◆ **TO-DO LIST**
1. In the interview on Nigeria's foreign policy, which Togolese president was assassinated in 1963?
2. Please reproduce the interview on Nigeria's foreign policy between "Nigeria of yesterday, Nigeria" and "in international relations?", inclusive.

◆ **TEXT PROVIDED**
═══
You are a former Director-General of the Nigeria Institute of International Affairs, N.I.I.A, a professor of International Affairs with a bias for diplomatic law and history, a former Special Adviser to two Ministers of Foreign Affairs, Oluyemi Adeniyi and Dr Ojo Madueke. You had taught and worked in the media. How would you characterize Nigeria of today?

Nigeria of yesterday, Nigeria of today and possibly of tomorrow has a lot. When Nigeria had a foreign policy focus, foreign policy principle, the country was well respected the world over. I give you some instances. Nigeria was well respected in two or three ways in international relations. If you look at Article 2, paragraph 7of the United Nations chatter, it provides that member states must not intervene in the domestic affairs of other foreign states. The word used is an intervention, which must not be confused with interference. Interference means you are butting into the affairs of another country without using force. When you use force, we talk of intervention. How was Nigeria respected in this perspective in international relations?

In 1963 President Sylvanus Olympio of Togo was assassinated. Togo was a close ally of Nigeria. But the then Foreign Minister, Dr Jaja Nwachukwu said in a pronouncement that Nigeria will not consider the assassination of a good neighbourly friend as it has fallen into the internal affairs of a foreign country. The second example was when Nigeria came up with a compromise position on Apartheid in South Africa. Nigeria said any country in the world must fight apartheid inside and outside South Africa. In a particular case, the Nigeria passport of the 60s had in its inside back cover a clearly stated statement that the holder of the passport must fight Apartheid with any means available to him or her and wherever he or she found himself of herself. Nigeria said Apartheid would be an exception to that article of the UN. The Nigeria of today has no foreign policy with any force or principle.

Why have we lost focus?
═══
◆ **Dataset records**
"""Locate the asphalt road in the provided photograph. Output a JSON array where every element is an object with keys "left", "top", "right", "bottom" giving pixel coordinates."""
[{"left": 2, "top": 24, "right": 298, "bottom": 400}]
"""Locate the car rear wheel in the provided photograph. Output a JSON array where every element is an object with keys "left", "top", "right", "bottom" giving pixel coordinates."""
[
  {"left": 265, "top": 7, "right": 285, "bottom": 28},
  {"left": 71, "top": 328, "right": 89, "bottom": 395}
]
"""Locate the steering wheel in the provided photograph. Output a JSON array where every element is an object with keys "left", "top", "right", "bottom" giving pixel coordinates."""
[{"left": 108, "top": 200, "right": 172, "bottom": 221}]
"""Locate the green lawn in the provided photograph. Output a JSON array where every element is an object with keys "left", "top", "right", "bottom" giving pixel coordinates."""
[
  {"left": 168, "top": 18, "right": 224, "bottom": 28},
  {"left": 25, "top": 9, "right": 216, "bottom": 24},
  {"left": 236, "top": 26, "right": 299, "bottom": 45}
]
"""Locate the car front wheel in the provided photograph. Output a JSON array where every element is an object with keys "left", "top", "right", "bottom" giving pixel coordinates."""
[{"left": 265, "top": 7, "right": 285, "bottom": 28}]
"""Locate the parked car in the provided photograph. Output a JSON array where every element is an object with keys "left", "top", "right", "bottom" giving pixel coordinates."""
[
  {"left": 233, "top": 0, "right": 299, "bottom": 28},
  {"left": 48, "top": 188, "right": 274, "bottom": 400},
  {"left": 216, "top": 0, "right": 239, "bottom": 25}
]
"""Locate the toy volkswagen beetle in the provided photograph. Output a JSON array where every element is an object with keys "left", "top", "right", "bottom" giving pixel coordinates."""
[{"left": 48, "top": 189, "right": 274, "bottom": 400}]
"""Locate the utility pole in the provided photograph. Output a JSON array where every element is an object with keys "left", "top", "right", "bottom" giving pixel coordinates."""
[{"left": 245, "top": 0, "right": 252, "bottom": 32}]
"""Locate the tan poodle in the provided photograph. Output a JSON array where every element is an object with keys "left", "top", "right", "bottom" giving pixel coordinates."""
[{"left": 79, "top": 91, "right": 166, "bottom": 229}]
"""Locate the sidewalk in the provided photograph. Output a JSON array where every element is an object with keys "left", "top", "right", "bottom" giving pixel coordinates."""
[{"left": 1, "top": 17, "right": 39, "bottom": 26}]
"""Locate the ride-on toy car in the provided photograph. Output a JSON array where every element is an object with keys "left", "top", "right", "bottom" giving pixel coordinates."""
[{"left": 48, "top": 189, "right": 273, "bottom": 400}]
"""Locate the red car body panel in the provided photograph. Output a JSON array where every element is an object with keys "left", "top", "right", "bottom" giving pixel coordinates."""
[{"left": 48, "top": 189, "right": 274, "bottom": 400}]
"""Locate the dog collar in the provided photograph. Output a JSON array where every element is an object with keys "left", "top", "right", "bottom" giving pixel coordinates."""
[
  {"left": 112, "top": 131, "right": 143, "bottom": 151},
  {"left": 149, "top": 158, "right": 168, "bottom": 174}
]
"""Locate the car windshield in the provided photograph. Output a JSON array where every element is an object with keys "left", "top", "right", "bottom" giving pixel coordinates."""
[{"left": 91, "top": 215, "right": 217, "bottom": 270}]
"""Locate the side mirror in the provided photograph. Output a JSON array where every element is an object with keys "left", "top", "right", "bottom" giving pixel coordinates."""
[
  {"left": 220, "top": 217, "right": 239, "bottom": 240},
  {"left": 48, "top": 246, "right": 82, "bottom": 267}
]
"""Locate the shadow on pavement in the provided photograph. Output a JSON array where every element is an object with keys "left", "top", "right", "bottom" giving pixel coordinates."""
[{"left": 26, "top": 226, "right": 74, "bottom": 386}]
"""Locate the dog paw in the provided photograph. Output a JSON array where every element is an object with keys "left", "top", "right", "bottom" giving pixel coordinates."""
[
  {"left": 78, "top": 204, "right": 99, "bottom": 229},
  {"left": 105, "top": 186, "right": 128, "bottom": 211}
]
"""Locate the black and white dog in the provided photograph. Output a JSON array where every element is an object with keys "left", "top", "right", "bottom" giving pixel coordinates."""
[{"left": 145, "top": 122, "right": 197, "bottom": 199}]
═══
◆ **TASK-BY-TASK OUTPUTS**
1. Sylvanus Olympio

2.
Nigeria of yesterday, Nigeria of today and possibly of tomorrow has a lot. When Nigeria had a foreign policy focus, foreign policy principle, the country was well respected the world over. I give you some instances. Nigeria was well respected in two or three ways in international relations. If you look at Article 2, paragraph 7of the United Nations chatter, it provides that member states must not intervene in the domestic affairs of other foreign states. The word used is an intervention, which must not be confused with interference. Interference means you are butting into the affairs of another country without using force. When you use force, we talk of intervention. How was Nigeria respected in this perspective in international relations?